→ **Instructions for the task**: Beginning at the line that contains "Sample: x=774 y=30", write out each remaining line of the entries below exactly as it stands.

^^^^

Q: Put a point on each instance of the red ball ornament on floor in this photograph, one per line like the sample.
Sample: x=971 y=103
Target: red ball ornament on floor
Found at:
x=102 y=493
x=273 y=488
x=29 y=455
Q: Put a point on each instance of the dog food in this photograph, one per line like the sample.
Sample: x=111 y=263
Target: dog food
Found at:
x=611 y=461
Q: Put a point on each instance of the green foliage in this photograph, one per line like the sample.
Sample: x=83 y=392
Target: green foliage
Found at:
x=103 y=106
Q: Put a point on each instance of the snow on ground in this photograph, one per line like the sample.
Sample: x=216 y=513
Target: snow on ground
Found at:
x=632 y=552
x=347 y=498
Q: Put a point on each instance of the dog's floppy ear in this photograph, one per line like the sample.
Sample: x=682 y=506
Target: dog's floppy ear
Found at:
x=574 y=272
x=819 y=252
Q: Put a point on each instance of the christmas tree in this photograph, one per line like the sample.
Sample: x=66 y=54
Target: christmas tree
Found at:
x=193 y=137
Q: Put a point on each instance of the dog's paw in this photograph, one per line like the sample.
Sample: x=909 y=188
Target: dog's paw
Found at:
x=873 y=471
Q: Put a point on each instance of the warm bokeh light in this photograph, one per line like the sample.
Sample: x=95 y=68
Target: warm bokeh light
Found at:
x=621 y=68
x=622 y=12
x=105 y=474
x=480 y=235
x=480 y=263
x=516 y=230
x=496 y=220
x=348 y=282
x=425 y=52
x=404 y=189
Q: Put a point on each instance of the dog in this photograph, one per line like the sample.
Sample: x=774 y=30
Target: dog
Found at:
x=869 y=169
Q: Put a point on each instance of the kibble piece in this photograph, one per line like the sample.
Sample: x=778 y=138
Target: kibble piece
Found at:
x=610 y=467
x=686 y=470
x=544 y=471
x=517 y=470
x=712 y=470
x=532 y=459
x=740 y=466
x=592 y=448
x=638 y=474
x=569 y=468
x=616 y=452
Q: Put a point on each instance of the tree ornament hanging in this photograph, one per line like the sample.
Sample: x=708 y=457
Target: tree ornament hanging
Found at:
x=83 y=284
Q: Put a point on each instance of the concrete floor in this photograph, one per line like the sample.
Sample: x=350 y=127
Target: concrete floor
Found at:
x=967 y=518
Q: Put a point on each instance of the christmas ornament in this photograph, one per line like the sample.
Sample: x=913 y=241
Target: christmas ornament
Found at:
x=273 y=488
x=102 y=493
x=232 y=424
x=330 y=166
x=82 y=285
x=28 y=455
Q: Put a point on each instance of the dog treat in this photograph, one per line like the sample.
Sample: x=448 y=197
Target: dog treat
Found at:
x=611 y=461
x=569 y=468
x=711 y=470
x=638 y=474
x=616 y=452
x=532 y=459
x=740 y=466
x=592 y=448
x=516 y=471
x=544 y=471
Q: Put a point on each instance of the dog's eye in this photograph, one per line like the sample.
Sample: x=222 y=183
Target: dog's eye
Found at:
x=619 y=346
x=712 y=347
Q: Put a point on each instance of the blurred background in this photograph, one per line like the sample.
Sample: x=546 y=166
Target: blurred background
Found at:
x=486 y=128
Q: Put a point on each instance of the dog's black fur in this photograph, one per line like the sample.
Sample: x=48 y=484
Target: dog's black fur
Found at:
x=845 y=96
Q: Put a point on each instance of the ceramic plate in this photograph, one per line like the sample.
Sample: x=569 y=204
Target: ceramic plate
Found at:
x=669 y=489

^^^^

→ **Task answer**:
Sample: x=774 y=30
Target: dog
Found at:
x=869 y=169
Q: Put a point on each instance of the kibble piece in this photograph, one per line like the sample.
Sample: x=778 y=138
Target: kibble piece
Found at:
x=610 y=467
x=686 y=470
x=544 y=471
x=517 y=470
x=712 y=470
x=532 y=459
x=740 y=466
x=592 y=448
x=638 y=474
x=569 y=468
x=616 y=452
Q: Put a point on each instance of the tree ornament hanging in this photograph, one per line like the sample.
Sample: x=708 y=457
Target: tree ornament hanging
Found at:
x=83 y=284
Q: Put a point on each instance of the concrete floor in this photograph, one per line like the sample.
Sample: x=350 y=127
Target: concrete floor
Found at:
x=967 y=518
Q: Put a point on each instance of the christmas ornament in this photograph, one per line like the sample.
Sample: x=913 y=241
Target: christmas ornament
Found at:
x=273 y=488
x=102 y=493
x=232 y=424
x=330 y=166
x=82 y=285
x=28 y=455
Q: Put a point on each instance of the dog treat in this photograph, one per line like the sample.
Sample: x=448 y=197
Target: dog treat
Found at:
x=611 y=461
x=569 y=468
x=711 y=470
x=638 y=474
x=616 y=452
x=532 y=459
x=740 y=466
x=592 y=448
x=516 y=471
x=544 y=471
Q: Put a point on each instance of the dog's eye in this photograph, one per line like the sample.
Sample: x=222 y=183
Target: dog's eye
Found at:
x=619 y=346
x=712 y=347
Q: Put a point on each instance of the blurred background in this photograph, one per line like the sample.
Sample: x=546 y=166
Target: blurred background
Found at:
x=486 y=128
Q: Put a point on each instance of the dog's black fur in this photograph, one per line like the sample.
Sample: x=48 y=484
Target: dog's black fur
Found at:
x=845 y=96
Q: Put a point on each instance of the ceramic plate in this photograph, one per line like the sample.
Sample: x=569 y=204
Target: ceramic plate
Found at:
x=669 y=489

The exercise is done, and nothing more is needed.